[START DATA PROVIDED]

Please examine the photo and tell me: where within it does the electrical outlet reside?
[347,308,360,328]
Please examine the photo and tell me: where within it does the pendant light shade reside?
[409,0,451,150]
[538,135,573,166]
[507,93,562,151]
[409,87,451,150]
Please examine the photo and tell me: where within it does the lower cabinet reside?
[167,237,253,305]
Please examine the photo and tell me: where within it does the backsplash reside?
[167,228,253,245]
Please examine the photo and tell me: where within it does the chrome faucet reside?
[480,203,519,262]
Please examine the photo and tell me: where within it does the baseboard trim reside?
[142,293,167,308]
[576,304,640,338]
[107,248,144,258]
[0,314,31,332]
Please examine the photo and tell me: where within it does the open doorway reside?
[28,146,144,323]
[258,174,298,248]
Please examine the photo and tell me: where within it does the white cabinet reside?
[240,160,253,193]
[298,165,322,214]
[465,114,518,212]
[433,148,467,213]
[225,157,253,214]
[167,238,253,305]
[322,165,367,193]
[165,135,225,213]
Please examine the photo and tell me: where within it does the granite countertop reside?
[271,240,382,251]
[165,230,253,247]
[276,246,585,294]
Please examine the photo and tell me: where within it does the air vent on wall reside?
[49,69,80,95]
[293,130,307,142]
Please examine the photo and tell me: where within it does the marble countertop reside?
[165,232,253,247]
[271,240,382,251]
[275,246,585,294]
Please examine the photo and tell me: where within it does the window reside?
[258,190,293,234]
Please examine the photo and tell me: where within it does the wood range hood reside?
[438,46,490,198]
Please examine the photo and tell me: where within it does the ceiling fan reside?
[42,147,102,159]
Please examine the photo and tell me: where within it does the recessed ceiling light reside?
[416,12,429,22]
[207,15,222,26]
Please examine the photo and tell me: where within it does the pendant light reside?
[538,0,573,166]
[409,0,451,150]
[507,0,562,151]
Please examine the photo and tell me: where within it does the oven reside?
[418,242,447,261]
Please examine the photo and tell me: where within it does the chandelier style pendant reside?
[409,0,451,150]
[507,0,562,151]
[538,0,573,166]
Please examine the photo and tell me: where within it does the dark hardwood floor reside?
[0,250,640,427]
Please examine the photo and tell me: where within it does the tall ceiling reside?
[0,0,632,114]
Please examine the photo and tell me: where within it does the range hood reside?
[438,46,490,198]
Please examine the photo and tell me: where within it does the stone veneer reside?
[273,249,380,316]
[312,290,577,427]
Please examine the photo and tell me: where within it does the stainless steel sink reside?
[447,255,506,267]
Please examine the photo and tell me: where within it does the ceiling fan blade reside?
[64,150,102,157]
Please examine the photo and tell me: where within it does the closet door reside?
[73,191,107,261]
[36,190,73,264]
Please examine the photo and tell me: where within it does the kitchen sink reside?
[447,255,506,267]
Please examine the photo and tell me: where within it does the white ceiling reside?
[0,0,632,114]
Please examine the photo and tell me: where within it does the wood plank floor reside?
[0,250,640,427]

[END DATA PROVIDED]
[START DATA PROVIDED]

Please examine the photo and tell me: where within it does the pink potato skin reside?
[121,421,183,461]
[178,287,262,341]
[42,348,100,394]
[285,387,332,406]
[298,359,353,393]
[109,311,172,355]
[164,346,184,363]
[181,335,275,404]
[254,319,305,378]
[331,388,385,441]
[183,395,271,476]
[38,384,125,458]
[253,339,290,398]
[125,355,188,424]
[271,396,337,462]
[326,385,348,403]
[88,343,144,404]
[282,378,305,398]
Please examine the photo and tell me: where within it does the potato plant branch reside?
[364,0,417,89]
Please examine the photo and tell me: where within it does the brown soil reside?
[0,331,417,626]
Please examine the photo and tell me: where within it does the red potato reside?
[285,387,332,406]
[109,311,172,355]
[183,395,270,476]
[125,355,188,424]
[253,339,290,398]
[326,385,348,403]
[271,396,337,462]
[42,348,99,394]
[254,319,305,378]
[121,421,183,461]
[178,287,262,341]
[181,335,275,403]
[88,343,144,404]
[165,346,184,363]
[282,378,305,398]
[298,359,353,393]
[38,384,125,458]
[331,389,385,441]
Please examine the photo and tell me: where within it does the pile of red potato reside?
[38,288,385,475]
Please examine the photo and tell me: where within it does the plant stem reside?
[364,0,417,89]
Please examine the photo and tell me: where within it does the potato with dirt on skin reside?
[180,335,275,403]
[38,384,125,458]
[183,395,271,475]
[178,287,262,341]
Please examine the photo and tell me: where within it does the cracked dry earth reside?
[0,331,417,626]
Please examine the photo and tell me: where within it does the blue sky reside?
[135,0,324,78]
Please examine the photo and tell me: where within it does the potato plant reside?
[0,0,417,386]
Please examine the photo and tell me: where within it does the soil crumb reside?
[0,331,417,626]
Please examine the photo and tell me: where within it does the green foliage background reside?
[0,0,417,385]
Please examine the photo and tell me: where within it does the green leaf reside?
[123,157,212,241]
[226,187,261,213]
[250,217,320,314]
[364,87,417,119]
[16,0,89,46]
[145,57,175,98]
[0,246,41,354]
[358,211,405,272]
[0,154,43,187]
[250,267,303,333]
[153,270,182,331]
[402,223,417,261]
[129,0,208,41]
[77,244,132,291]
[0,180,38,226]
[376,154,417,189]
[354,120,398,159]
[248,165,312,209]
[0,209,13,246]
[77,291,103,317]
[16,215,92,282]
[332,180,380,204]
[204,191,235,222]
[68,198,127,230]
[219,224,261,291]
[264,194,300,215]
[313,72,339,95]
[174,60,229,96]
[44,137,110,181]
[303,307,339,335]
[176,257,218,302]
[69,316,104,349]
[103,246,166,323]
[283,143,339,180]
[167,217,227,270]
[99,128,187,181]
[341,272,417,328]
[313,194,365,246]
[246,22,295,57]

[END DATA PROVIDED]
[START DATA PROVIDED]

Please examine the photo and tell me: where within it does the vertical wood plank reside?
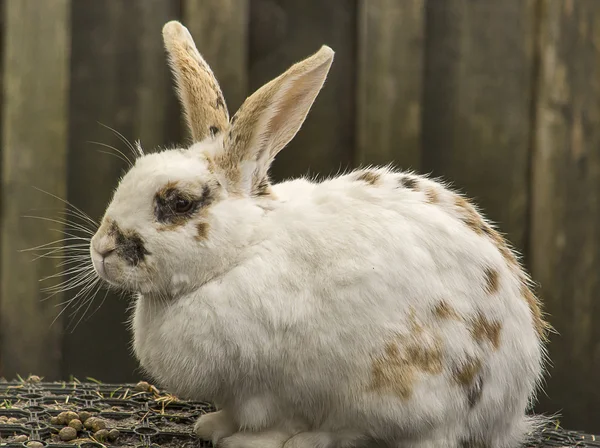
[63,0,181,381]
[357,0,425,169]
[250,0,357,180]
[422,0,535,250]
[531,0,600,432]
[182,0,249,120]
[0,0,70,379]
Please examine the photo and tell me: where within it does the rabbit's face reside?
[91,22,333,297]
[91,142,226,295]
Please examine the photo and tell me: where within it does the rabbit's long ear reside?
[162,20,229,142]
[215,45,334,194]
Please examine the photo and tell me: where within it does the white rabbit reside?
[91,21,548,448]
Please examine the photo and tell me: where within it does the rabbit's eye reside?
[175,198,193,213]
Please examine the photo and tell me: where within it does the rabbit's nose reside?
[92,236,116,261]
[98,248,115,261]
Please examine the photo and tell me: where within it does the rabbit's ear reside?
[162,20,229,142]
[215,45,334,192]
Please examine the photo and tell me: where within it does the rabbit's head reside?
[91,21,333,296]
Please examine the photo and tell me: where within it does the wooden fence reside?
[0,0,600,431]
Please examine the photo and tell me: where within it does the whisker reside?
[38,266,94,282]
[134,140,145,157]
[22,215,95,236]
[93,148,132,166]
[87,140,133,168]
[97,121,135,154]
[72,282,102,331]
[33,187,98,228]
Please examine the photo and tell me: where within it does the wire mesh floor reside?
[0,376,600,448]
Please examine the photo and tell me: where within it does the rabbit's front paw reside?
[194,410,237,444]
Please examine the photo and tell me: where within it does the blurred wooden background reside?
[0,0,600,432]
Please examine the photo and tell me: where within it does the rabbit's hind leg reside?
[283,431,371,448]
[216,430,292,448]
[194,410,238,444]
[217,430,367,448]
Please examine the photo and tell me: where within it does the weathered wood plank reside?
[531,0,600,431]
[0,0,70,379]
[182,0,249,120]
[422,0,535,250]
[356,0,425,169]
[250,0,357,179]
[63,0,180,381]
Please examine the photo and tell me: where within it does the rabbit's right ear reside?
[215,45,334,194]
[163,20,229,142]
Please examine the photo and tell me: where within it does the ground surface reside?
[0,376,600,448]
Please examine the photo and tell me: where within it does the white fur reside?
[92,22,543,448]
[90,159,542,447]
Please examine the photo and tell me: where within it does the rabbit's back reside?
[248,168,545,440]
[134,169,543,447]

[END DATA PROVIDED]

■ THE EXERCISE
In the listing, take the lines from the one with "electrical outlet reside?" to the one with "[409,87,451,150]" and substitute "hanging lamp shade" for "pendant light shade", leaving everything else unchanged. Return only those lines.

■ FINISHED EXERCISE
Please examine the photo and tell me: where within it does the electrical outlet reside?
[347,308,360,328]
Please examine the photo and tell me: where within it does the hanging lamp shade reside?
[409,0,451,150]
[538,135,573,166]
[507,93,562,151]
[409,87,451,150]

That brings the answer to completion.